Start

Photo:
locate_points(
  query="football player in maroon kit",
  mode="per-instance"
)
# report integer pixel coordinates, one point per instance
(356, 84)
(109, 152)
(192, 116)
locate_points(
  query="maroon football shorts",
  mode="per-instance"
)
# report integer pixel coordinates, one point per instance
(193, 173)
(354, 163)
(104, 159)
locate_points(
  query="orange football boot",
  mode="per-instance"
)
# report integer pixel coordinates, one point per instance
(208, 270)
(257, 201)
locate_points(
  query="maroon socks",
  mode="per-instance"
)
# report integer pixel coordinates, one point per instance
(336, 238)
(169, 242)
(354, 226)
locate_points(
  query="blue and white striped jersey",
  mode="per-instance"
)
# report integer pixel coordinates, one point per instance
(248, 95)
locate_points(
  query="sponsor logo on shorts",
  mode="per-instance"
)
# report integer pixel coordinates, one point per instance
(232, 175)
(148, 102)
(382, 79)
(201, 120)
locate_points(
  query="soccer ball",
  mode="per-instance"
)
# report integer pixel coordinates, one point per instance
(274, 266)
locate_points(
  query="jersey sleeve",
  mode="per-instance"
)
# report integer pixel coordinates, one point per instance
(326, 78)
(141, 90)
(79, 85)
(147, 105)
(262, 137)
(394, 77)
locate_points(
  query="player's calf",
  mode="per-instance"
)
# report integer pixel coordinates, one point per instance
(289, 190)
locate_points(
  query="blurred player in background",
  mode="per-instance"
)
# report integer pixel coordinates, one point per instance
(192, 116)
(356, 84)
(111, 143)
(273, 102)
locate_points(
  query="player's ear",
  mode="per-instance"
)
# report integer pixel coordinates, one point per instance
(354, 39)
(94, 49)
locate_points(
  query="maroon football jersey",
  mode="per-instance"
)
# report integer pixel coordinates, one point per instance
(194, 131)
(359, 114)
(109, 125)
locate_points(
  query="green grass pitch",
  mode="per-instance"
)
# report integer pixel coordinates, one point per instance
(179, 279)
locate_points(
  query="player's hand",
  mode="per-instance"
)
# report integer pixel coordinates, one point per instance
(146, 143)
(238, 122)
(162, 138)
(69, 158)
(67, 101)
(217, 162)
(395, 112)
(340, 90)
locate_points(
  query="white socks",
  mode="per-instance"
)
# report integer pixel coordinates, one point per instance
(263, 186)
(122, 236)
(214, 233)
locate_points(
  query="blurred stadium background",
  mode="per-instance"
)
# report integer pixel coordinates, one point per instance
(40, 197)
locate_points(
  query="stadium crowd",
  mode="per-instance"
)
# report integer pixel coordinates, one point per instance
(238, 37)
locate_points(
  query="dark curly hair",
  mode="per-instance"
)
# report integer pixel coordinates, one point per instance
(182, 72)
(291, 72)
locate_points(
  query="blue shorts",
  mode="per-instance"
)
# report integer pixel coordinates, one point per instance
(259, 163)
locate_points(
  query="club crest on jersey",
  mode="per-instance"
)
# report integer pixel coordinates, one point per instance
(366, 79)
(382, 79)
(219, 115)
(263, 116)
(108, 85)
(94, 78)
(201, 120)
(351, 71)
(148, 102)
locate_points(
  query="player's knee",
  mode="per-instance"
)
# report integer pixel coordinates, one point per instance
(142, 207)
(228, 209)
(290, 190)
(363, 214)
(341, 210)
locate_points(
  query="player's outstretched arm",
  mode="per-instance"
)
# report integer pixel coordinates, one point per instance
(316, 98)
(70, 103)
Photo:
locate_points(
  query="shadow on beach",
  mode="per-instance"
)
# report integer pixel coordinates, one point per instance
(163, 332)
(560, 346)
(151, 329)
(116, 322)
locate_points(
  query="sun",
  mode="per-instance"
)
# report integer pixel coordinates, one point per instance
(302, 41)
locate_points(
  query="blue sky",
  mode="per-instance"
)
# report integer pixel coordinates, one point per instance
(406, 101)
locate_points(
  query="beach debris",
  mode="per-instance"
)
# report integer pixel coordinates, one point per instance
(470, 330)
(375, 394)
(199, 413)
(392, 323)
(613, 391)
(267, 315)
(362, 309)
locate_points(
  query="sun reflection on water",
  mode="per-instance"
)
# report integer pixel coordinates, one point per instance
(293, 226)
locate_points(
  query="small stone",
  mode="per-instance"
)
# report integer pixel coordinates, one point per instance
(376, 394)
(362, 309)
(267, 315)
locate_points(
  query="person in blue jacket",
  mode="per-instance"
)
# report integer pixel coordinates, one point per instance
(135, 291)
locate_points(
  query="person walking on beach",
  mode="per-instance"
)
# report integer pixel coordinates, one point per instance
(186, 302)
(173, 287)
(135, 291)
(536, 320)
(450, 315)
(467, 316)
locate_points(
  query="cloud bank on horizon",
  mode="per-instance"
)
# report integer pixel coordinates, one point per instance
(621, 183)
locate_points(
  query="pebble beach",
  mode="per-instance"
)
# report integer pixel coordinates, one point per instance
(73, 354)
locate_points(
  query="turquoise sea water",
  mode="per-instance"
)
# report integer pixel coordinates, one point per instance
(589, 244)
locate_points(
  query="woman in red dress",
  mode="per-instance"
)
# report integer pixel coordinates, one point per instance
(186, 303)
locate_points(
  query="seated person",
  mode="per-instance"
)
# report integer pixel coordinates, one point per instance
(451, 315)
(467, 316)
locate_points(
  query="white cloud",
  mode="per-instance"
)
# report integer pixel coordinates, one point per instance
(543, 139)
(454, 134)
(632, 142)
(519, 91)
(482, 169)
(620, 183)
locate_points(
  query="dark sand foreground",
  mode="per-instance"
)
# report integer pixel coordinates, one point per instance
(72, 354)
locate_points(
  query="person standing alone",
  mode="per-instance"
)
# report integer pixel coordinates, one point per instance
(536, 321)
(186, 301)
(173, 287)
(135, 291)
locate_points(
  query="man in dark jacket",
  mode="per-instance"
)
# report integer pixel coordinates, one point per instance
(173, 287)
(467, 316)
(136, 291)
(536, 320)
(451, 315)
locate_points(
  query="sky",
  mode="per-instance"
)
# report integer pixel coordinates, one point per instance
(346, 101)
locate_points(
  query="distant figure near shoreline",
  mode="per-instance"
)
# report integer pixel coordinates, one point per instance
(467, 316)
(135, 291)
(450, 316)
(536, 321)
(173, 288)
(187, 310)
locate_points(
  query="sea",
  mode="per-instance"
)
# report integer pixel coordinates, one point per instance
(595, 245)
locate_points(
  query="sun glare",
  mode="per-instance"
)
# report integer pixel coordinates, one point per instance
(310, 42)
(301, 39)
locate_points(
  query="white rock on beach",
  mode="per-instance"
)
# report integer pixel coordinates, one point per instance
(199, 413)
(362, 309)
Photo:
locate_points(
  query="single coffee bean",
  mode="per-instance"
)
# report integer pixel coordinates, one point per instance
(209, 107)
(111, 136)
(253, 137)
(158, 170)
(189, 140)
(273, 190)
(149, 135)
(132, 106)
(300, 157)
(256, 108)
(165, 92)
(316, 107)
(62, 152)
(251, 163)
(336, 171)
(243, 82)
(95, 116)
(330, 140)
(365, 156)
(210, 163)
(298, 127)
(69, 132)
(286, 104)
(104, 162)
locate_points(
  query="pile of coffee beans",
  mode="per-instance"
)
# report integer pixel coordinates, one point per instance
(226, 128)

End

Work to do: Pick out each line of the data above that contains the word "maroon", matching case exactly, and copy those lines.

Worked solution:
  query="football player in maroon kit",
  query="maroon football shorts",
  query="maroon socks",
  query="maroon football jersey",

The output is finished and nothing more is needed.